[DOCUMENT TEXT start]

How arts reshape social movement? Visual storytelling tips & examples
The popular phrase “a picture is worth a thousand words” definitely rings true for the digital art of photography. Visual storytelling has the ability to take its observers on a journey that transcends language barriers and communicates a message that everyone can understand.
When it comes to creating awareness around a social movement, visual messaging needs to be simultaneously compelling and accessible. The art of photography has the ability to accomplish just that.
How Visual Storytelling Originated
Visual storytelling is the most ancient form of communication that we know. Beginning with cave paintings and hieroglyphs, humans developed visual storytelling as a means to hand down valuable information, teach values, and record important events within communities.
While today we have access to more advanced communication tools, visual storytelling remains one of the most effective ways for us to share knowledge. As visually-oriented creatures, humans are hardwired to understand and appreciate stories that are displayed in a visual format.
The Influence Of Visual Storytelling In Different Forms Of Art
The visual arts play a foundational role in the development of social and cultural literacy. Only about 86% of the world is literate. This leaves 14% of the human population unable to participate in social movements that rely exclusively on words to spread their message.
From photography to sculpture to graphic design, visual narratives make these art mediums more relatable, accessible, and emotionally comprehensive to their audience. Anyone can understand visual storytelling, regardless of their culture, religion, or education.
Stories Of Social Movement Told Through Photos
Visual storytelling is a major theme in the photography industry. Urth Magazine recently listed 10 stellar examples of visual storytelling from photographers who focus on highlighting important social justice issues and movements from across the globe.

[DOCUMENT TEXT end]
[DATASET CONTENT start]

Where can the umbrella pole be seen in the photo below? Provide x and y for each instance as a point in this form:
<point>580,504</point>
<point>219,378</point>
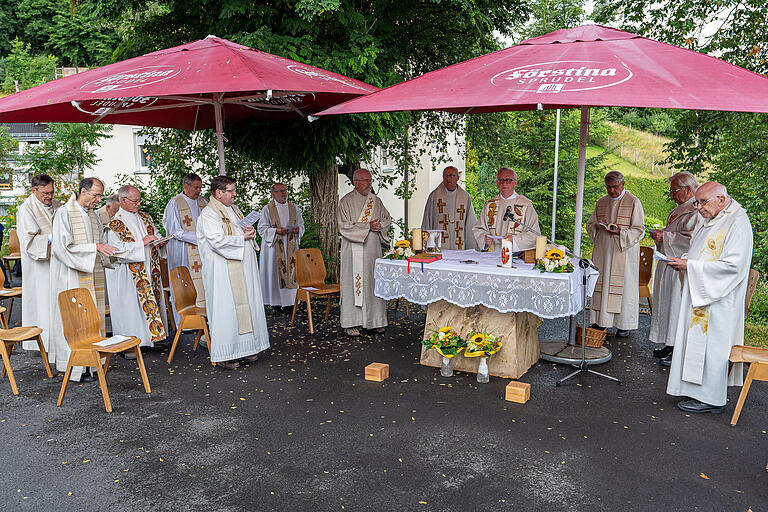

[DATASET CONTENT end]

GIVEN INSTRUCTION: For each statement, say yes or no depending on whether the text on visual storytelling agrees with it, and quote the text's deciding words: (a) Humans began visual storytelling with cave paintings and hieroglyphs. (b) About 14% of the world's population is literate. (c) Urth Magazine listed 20 examples of visual storytelling.

EXPECTED ANSWER:
(a) Yes: "Beginning with cave paintings and hieroglyphs, humans developed visual storytelling"
(b) No: "Only about 86% of the world is literate."
(c) No: "Urth Magazine recently listed 10 stellar examples of visual storytelling"